» Task prompt
Keep each line of the material that includes "find", and leave out the rest.

» Task input
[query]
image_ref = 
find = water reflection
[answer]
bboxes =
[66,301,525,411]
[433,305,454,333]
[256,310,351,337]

---

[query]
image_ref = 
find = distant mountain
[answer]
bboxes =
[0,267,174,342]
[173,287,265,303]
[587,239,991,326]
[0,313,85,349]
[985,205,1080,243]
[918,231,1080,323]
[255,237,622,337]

» Response to this task
find = water reflection
find = distant mountain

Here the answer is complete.